Write out the records below again, switching every "Marked points" to "Labeled points" and keeping everything else the same.

── Input rows ──

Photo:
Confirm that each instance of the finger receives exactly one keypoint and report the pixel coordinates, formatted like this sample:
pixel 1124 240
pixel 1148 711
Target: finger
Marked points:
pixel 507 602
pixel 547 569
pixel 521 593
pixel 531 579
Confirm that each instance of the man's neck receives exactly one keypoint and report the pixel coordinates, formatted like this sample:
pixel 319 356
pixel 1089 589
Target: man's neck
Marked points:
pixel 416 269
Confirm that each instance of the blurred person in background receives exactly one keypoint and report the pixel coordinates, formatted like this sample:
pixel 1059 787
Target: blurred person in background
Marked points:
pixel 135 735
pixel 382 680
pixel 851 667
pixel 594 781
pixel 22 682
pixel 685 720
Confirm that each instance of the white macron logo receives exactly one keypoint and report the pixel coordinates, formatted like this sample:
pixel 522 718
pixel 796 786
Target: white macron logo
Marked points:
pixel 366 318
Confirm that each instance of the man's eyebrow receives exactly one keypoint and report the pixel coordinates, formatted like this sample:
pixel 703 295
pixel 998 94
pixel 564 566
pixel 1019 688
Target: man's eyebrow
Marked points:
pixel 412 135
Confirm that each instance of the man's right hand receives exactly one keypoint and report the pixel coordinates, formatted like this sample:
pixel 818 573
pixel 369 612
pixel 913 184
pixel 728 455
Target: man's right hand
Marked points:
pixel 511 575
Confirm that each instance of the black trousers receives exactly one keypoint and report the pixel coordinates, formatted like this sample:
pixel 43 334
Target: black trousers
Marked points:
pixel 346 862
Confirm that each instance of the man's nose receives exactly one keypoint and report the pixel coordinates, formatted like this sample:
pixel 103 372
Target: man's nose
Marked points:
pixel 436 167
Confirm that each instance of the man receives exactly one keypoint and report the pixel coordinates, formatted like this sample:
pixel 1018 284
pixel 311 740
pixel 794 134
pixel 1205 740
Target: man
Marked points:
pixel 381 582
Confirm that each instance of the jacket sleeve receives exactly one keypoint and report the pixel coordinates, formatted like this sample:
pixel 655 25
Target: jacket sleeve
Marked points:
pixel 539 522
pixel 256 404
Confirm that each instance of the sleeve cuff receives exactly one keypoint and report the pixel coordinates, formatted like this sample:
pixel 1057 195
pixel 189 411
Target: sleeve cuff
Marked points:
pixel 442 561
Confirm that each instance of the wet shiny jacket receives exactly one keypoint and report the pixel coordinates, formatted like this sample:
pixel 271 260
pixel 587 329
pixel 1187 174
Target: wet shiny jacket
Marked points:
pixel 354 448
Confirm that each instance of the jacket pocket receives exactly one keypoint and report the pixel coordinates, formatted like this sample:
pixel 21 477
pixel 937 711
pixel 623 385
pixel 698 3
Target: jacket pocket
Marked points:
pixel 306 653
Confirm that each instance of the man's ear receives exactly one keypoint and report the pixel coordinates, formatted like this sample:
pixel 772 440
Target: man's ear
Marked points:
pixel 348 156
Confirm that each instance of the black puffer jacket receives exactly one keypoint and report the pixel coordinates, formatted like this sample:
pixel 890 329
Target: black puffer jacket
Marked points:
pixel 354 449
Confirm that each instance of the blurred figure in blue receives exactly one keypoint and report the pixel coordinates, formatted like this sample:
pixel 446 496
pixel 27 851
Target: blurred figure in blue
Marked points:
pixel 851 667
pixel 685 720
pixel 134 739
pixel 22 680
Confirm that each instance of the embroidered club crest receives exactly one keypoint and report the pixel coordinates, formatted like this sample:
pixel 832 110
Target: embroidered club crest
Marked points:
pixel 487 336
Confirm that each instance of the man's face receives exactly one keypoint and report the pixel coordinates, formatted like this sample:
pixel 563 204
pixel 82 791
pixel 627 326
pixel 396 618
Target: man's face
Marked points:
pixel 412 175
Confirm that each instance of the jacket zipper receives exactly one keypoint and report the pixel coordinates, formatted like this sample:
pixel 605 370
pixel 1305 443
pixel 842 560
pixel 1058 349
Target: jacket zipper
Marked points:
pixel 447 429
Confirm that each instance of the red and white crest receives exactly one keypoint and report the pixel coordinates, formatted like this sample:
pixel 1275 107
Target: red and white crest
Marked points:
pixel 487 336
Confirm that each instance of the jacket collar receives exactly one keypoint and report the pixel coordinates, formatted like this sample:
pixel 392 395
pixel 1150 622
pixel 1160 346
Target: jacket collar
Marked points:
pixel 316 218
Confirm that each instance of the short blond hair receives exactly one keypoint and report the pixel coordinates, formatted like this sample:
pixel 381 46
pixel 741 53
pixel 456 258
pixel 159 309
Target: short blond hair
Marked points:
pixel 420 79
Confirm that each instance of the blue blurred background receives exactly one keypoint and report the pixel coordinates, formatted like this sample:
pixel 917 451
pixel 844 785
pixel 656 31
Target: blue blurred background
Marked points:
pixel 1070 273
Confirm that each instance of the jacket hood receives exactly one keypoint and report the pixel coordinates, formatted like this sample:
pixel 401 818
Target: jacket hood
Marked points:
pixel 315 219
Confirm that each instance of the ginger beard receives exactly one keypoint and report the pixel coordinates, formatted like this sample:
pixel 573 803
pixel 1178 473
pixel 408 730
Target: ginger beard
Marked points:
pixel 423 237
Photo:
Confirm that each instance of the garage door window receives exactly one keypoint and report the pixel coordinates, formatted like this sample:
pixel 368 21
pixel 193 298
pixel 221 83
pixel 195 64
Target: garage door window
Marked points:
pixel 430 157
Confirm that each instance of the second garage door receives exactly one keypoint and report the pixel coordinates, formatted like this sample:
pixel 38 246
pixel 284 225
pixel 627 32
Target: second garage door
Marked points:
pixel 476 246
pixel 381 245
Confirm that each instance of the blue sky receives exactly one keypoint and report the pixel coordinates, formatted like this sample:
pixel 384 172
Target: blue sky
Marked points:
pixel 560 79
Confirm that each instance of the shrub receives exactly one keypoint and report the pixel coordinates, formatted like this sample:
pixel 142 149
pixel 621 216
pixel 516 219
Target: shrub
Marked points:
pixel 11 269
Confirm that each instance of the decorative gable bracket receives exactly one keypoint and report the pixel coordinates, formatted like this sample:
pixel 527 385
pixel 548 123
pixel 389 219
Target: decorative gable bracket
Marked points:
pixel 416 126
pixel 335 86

───

◆ Result for this task:
Photo:
Confirm that each instance of the finger receives exactly one keypoint and report the pixel coordinates, formatted like this sample:
pixel 1124 240
pixel 1148 711
Target: finger
Labeled points:
pixel 507 602
pixel 547 569
pixel 521 593
pixel 531 579
Confirm that each instance of the man's neck receives exactly one keypoint and report the pixel coordinates, formatted like this sample:
pixel 319 356
pixel 1089 589
Target: man's neck
Labeled points:
pixel 416 269
Confirm that each instance of the blurred person in background receives exactly one keypoint and report the pixel coordinates, formatted like this sample:
pixel 1059 787
Target: blurred person in background
Labeled points:
pixel 135 735
pixel 382 680
pixel 851 667
pixel 594 781
pixel 22 682
pixel 685 720
Confirm that each instance of the white macron logo receives exactly one keypoint and report the pixel coordinates, formatted like this sample:
pixel 522 718
pixel 796 786
Target: white macron logo
Labeled points:
pixel 366 318
Confirm that each instance of the man's eyebrow receives exactly one keypoint and report the pixel coordinates, formatted like this sample:
pixel 703 295
pixel 998 94
pixel 564 566
pixel 1019 688
Target: man's eyebrow
Labeled points:
pixel 412 135
Confirm that each instance of the man's right hand receives exactly one keypoint and report the pixel coordinates, formatted like this sample:
pixel 818 573
pixel 369 612
pixel 913 184
pixel 728 455
Target: man's right hand
Labeled points:
pixel 511 575
Confirm that each instance of the black trousers receives exactly one keypoint and report the pixel coordinates, formatted like this sample:
pixel 43 334
Target: black trousers
Labeled points:
pixel 346 862
Confirm that each instance of the man's nose receives exactly one keypoint and report the pixel coordinates, formatted like this sample:
pixel 103 372
Target: man's nose
Labeled points:
pixel 436 167
Confirm that each instance of the man receives exactly one keypoint and report the pixel coordinates, formatted like this sample:
pixel 1018 284
pixel 311 740
pixel 794 134
pixel 1205 740
Target: man
Labeled points:
pixel 381 582
Confirm that each instance of the jacket sleeve receives exactly one keypoint and report the pixel coordinates, formatted like this sample:
pixel 655 25
Target: jacket sleeve
Labeled points:
pixel 539 522
pixel 256 404
Confirm that each instance of the sleeve cuff receives exactly one keypoint and report the pixel coordinates, formatted like this sample:
pixel 1057 195
pixel 189 411
Target: sleeve cuff
Labeled points:
pixel 442 561
Confirm that each instance of the wet shiny jacket receives exactly one keypoint and report the pixel coordinates, formatted like this sample:
pixel 271 260
pixel 587 329
pixel 1187 174
Target: wet shiny jacket
Labeled points:
pixel 354 448
Confirm that each instance of the jacket pocket receives exactly one keypoint and report the pixel coordinates, formatted like this sample:
pixel 21 477
pixel 937 711
pixel 623 385
pixel 698 3
Target: jacket pocket
Labeled points:
pixel 306 653
Confirm that each instance of the man's ear receives exactly one keypoint and report the pixel coordinates, formatted like this sample:
pixel 772 440
Target: man's ear
Labeled points:
pixel 348 156
Confirm that each instance of the black puffer jacket receives exactly one keypoint and report the pixel coordinates, formatted like this sample:
pixel 890 329
Target: black puffer jacket
Labeled points:
pixel 354 449
Confirm that each instance of the blurred figure in blue receives exactly one keypoint and report the pixel coordinates, formatted like this sample:
pixel 446 496
pixel 27 851
Target: blurred figure in blue
Labeled points:
pixel 851 667
pixel 685 720
pixel 134 739
pixel 22 680
Confirm that each instance of the embroidered club crest receives exactly one keypoint and report the pixel coordinates, formatted like this sample:
pixel 832 110
Target: embroidered club crest
Labeled points:
pixel 487 336
Confirm that each instance of the man's face receives exactly one keypoint and report the pixel coordinates, formatted like this sample:
pixel 563 204
pixel 82 791
pixel 627 326
pixel 396 618
Target: man's face
Labeled points:
pixel 412 175
Confirm that each instance of the jacket zipper receives exactly one keypoint and report the pixel coordinates, formatted like this sample:
pixel 605 370
pixel 1305 443
pixel 842 560
pixel 1058 349
Target: jacket zipper
Labeled points:
pixel 447 429
Confirm that each instance of the red and white crest receives exactly one keypoint and report the pixel coordinates, formatted like this sample:
pixel 1275 107
Target: red and white crest
Labeled points:
pixel 487 336
Confirm that each instance of the jacket collar receives exactly one keypoint and report the pixel coordinates, formatted like this sample:
pixel 392 395
pixel 1150 622
pixel 1160 346
Target: jacket collar
Labeled points:
pixel 316 218
Confirm that each instance of the short blond hair receives exactly one keypoint and report the pixel coordinates, formatted like this sample:
pixel 381 46
pixel 741 53
pixel 456 258
pixel 159 309
Target: short blond hair
Labeled points:
pixel 420 79
Confirm that each instance of the blue blurred background receives exactly one keypoint and report the pixel coordinates, formatted like this sample:
pixel 917 451
pixel 844 785
pixel 656 31
Target: blue blurred background
Labeled points:
pixel 1070 273
Confirm that each instance of the jacket hood receives exactly one keypoint and report the pixel coordinates, formatted like this sample:
pixel 401 818
Target: jacket hood
Labeled points:
pixel 315 219
Confirm that each instance of the ginger beard receives exactly one keypoint and report the pixel coordinates, formatted like this sample:
pixel 573 803
pixel 1178 473
pixel 408 730
Target: ginger beard
Labeled points:
pixel 423 237
Photo:
Confirm that each instance of the garage door window receives exactly one keypoint and report the pixel coordinates, formatted like this sample:
pixel 368 21
pixel 193 298
pixel 221 83
pixel 195 64
Target: garage door window
Labeled points:
pixel 430 157
Confirm that each instance of the second garage door receives exactly one keypoint and report the pixel coordinates, formatted like this sample:
pixel 38 246
pixel 284 225
pixel 627 32
Target: second garage door
Labeled points:
pixel 476 246
pixel 381 245
Confirm that each instance of the blue sky receives exactly one keypoint and report the pixel coordinates, formatted like this sample:
pixel 384 172
Target: blue sky
Labeled points:
pixel 560 79
Confirm that each instance of the shrub receives exactly one keypoint and report the pixel coordinates, formatted like this sample:
pixel 142 149
pixel 621 216
pixel 516 219
Target: shrub
Labeled points:
pixel 11 269
Confirm that each instance of the decorative gable bracket receives exactly one keypoint and report the pixel coordinates, formatted like this sample:
pixel 527 385
pixel 548 123
pixel 389 219
Target: decorative gable bracket
Labeled points:
pixel 416 126
pixel 335 86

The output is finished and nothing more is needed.